PRAGUE — Czech Prime Minister Petr Necas was forced to quit on Sunday by a graft and spying scandal involving his closest aide, pitching the European Union member state into a period of uncertainty over who will form the next government.

Under the Czech Constitution, the entire government will now have to step down, and there is likely to be horse trading between the governing coalition, the opposition and the president before a replacement is in place.

Necas quit days after prosecutors charged the head of his office, Jana Nagyova, with bribing members of parliament and ordering intelligence agents to spy on people.

The scandal has a personal element for the prime minister: One of the surveillance targets, according to lawyers involved in the case, was the prime minister's wife, Radka. The two are filing for divorce.

Necas has said he knew nothing about the surveillance, but the charges were so toxic that his coalition partners signaled they could no longer support him.

“I will resign as prime minister tomorrow,” Necas told a news conference after meetings with his Civic Democratic party and with the leaders of other parties in the governing coalition.

“I am fully aware how the twists and turns of my personal life are burdening the Czech political scene and the Civic Democratic Party,” he said.

He said his party would try to form a new government, led by a different person, to rule until a scheduled election next year. However, it was unclear if that plan could muster enough support in parliament.

Two decades ago, Czech dissident Vaclav Havel led a “Velvet Revolution” that overthrew Communist rule and turned his country into a beacon of liberty. But in the years since then, the Czech Republic has been mired in corruption.

Necas and his administration will stay on as caretakers until a new government is installed. President Milos Zeman will have an important say in who takes over. If after three attempts there is no viable government, or the parliament agrees to dissolve itself, an early election will be held.

Forming a government will be tough for the current coalition because it does not have an outright parliamentary majority. At the moment, it falls at least two votes short.

• **Problems to solve**
[a] Answer these questions about the news report above on the Czech prime minister's resignation:
(i) What is the name of the head of Necas's office who was charged by prosecutors?
(ii) Who led the "Velvet Revolution" that overthrew Communist rule?
(iii) By how many votes does the governing coalition currently fall short of a parliamentary majority?
[b] List every person named in the news report above on the Czech prime minister's resignation.

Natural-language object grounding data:
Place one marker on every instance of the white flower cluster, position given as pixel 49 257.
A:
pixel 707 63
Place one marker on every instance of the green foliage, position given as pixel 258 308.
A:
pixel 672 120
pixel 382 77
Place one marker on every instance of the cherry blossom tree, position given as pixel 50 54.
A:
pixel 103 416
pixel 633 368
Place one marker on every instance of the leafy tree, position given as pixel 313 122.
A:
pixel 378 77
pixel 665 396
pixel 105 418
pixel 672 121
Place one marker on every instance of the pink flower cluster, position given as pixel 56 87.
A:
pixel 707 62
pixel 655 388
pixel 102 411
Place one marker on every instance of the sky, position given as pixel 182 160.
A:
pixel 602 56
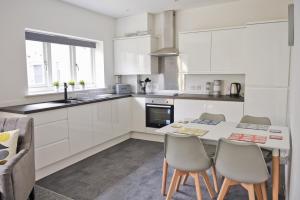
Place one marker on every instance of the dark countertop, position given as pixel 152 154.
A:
pixel 194 97
pixel 45 106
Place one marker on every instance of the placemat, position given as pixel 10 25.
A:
pixel 253 126
pixel 192 131
pixel 248 138
pixel 206 122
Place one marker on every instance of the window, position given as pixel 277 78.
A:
pixel 53 58
pixel 36 65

• **Answers given**
[a]
(i) Jana Nagyova
(ii) Vaclav Havel
(iii) At least two votes

[b]
Petr Necas
Jana Nagyova
Radka
Vaclav Havel
Milos Zeman